**The exercise:**
Revise the stretch of data from its start through the line containing "0 1 550 312" so that "wooden railing" becomes "timber railing", keeping everything else the same. Return only those lines.

**Dataset records:**
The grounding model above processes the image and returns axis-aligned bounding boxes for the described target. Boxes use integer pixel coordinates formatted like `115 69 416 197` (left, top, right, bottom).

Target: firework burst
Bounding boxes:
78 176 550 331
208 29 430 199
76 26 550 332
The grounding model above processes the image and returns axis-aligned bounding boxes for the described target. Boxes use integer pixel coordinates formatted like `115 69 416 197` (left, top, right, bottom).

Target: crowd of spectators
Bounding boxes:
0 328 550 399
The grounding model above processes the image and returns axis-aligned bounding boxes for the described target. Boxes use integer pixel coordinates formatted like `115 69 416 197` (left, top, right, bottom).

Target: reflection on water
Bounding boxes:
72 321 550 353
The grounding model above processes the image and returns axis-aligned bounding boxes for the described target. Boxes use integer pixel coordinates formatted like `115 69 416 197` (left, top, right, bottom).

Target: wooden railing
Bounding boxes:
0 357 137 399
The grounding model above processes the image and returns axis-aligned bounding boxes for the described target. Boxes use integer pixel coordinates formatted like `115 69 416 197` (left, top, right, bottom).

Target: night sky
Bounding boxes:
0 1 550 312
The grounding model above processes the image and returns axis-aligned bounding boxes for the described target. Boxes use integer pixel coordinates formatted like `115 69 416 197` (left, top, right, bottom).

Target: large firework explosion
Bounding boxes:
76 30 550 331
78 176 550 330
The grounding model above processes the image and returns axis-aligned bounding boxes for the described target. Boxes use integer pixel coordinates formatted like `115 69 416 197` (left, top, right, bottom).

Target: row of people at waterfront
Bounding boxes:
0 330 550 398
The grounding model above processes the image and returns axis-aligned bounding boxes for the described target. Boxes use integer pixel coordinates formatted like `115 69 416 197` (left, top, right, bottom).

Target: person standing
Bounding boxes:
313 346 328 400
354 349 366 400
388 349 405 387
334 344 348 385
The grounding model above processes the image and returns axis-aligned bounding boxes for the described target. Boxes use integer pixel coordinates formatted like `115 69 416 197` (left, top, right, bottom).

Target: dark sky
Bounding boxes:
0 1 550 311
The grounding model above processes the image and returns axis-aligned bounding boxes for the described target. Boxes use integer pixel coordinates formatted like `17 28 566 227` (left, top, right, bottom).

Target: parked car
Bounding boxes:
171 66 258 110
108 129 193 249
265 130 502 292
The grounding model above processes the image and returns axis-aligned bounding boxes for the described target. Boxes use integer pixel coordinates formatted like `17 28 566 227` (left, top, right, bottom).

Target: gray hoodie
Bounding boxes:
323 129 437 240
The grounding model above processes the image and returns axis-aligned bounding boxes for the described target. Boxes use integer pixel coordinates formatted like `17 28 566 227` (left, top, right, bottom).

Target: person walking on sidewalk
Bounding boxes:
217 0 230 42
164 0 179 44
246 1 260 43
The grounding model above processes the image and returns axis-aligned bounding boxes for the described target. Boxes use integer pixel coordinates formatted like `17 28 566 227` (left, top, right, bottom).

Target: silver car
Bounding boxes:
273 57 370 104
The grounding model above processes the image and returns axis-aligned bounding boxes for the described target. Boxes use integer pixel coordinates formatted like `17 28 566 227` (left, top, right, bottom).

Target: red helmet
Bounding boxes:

**Reply to the task:**
The grounding model above processes the image and returns axis-aligned bounding boxes for the described target. Boxes use integer pixel coordinates formatted like `115 69 416 197` (left, top, right, bottom).

Target: firework burst
Bounding boxes:
78 176 550 331
208 29 430 199
76 26 550 332
The grounding model above processes the image and returns axis-aligned bounding boxes for the described target. Boxes use integer pixel coordinates formatted like `115 69 416 197` (left, top, right, bottom).

Target: crowd of spectators
Bounding boxes:
0 328 550 399
The grounding model above processes the image and returns axis-aligned bounding boxes for the described target. Boxes use integer pixel coordinates formatted like `115 69 416 197` (left, top, right, bottom).

Target: reflection on water
Bounding boxes:
72 321 550 353
The grounding model above processes the image and returns axis-aligned bounding boxes for the described target. Boxes use integer pixel coordinates formatted like `115 69 416 197` (left, top, right, bottom).

Target: timber railing
Bounding boxes:
0 357 137 399
The grounding model above processes the image and returns axis-aligned bounding boxes for the described target. Boxes use integer pixel coordinates formatted like `115 69 416 197` (left, top, right, bottom).

Target: night sky
Bounding boxes:
0 1 550 312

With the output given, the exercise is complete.